------ Text
Monday, October 31, 2011

TBE Bar / Bat Mitzvah Commentary: Elias Boyer on Noah

Shabbat Shalom!

Ok, so there are 2 muffins sitting in the oven. One muffin says to the other “Boy its hot in here” and the other muffin goes “WOW, a talking muffin!”

You are probably wondering what connection this has to my portion. The answer is absolutely nothing.

In my portion, God commands Noah to build an ark and take a pair of every animal and 7 pairs of kosher animals into this ark and to stay there while God floods the world. While Noah was on the ark he had to care of all those animals right? For those of you who have pets you know how hard it can be. Now try to imagine yourself taking care of 1 million different kinds of animals, all with their different needs. Noah had it really hard on this ark. Many commentators have said that Noah didn’t have the compassion and love that Abraham had and that Abraham did have these attributes and was a better person. However I think that Noah had a lot of compassion and love because of the fact that God chose him to care for all the animals in the world.
------------
● Brief 1:
Copy out each line of the records below that contains the string "building". Treat uppercase and lowercase as different.
------ Raw data
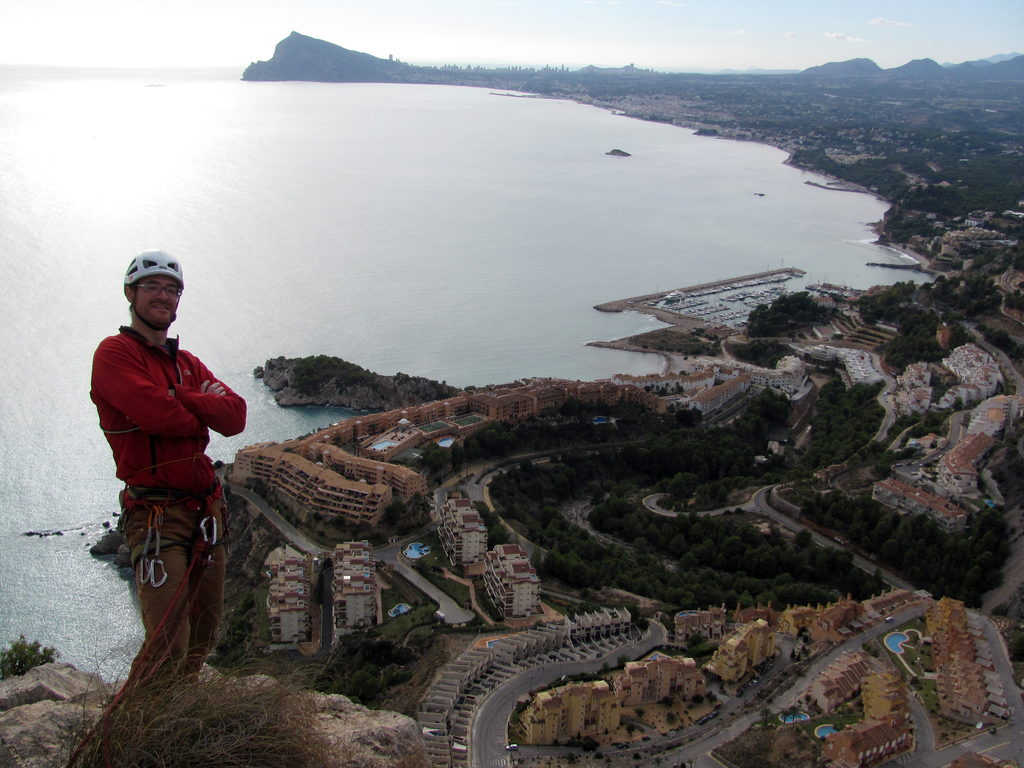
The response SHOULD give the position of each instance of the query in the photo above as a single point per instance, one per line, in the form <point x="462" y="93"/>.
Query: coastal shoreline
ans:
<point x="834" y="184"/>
------------
------ Raw data
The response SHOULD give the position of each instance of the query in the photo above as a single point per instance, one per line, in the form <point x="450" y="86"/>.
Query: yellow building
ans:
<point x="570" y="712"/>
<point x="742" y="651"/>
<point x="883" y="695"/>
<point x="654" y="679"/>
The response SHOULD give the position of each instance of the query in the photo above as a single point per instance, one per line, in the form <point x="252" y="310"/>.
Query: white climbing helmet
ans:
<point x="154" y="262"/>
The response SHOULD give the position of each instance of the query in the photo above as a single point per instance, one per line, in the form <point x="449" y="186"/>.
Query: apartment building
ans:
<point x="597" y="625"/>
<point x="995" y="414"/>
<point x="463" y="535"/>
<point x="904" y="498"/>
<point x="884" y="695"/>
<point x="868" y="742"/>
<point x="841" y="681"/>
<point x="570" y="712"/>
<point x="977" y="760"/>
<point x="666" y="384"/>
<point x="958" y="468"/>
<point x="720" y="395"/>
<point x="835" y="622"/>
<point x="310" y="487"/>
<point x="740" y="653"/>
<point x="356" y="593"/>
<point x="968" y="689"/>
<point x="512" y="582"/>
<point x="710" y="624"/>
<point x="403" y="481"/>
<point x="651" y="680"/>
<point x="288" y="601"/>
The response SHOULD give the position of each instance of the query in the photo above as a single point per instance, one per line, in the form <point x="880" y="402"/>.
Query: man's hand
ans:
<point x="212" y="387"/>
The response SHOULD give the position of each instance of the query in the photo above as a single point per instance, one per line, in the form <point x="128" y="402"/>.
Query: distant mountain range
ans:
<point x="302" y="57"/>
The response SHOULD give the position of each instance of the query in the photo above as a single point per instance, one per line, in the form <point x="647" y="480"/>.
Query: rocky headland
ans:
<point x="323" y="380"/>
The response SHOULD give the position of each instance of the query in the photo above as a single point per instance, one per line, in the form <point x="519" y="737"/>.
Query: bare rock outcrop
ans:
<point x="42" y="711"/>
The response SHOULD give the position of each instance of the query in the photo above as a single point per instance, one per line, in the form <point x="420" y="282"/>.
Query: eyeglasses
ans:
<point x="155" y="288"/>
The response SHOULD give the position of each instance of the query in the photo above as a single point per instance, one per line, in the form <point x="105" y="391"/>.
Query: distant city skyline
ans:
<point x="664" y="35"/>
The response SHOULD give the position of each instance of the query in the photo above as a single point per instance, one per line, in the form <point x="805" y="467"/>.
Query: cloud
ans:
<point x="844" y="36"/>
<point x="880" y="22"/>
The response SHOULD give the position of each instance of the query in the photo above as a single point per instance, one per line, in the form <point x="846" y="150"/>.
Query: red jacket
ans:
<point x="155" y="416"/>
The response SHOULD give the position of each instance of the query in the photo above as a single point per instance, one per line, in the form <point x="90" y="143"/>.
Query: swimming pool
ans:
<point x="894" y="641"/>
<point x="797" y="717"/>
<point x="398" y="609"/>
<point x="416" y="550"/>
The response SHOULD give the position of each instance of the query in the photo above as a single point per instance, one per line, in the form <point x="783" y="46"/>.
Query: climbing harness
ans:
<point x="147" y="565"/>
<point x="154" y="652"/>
------------
● Brief 2:
Name every human individual mentioned by name in the bar mitzvah commentary.

● Full response 1:
Query: yellow building
Query: apartment building

● Full response 2:
Elias Boyer
Noah
Abraham